____ GIVEN RECORDS
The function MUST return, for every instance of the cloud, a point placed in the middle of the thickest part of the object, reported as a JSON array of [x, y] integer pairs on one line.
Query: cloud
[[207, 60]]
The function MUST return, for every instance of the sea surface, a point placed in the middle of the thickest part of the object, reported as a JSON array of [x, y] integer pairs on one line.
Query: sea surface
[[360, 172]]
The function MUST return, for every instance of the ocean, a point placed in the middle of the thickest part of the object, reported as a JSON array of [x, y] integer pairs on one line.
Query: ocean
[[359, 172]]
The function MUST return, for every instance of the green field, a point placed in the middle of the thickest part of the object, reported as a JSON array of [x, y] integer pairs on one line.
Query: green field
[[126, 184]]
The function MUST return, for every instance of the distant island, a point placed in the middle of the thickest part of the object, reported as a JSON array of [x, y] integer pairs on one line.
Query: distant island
________
____ GIVEN RECORDS
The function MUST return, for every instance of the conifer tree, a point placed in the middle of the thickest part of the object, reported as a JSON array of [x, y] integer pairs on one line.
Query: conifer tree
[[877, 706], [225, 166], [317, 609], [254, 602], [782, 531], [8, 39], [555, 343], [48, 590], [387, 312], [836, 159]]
________
____ GIVEN RECORDS
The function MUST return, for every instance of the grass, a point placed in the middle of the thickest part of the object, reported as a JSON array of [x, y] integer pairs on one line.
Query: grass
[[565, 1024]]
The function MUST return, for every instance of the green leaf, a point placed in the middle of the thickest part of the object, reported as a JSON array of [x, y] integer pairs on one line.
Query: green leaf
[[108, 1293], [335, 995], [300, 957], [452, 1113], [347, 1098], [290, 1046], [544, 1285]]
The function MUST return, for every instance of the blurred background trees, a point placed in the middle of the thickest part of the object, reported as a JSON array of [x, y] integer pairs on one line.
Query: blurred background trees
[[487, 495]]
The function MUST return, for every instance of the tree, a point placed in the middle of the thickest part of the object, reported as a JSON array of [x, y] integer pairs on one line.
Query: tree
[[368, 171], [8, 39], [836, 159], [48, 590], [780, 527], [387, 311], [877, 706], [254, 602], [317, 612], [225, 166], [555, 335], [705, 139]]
________
__WORK ITEM__:
Your task is to restate, word for word, only those lines above that fall between the line holding "Query: green field" and the line holding "Query: distant island", inclusive.

__WRITTEN SOLUTION__:
Query: green field
[[126, 184]]
The function MUST return, for every instance of the distant island, a point placed in the middle of the thickest part of the object, reported as a JSON array of [x, y] integer pairs on one line.
Query: distant island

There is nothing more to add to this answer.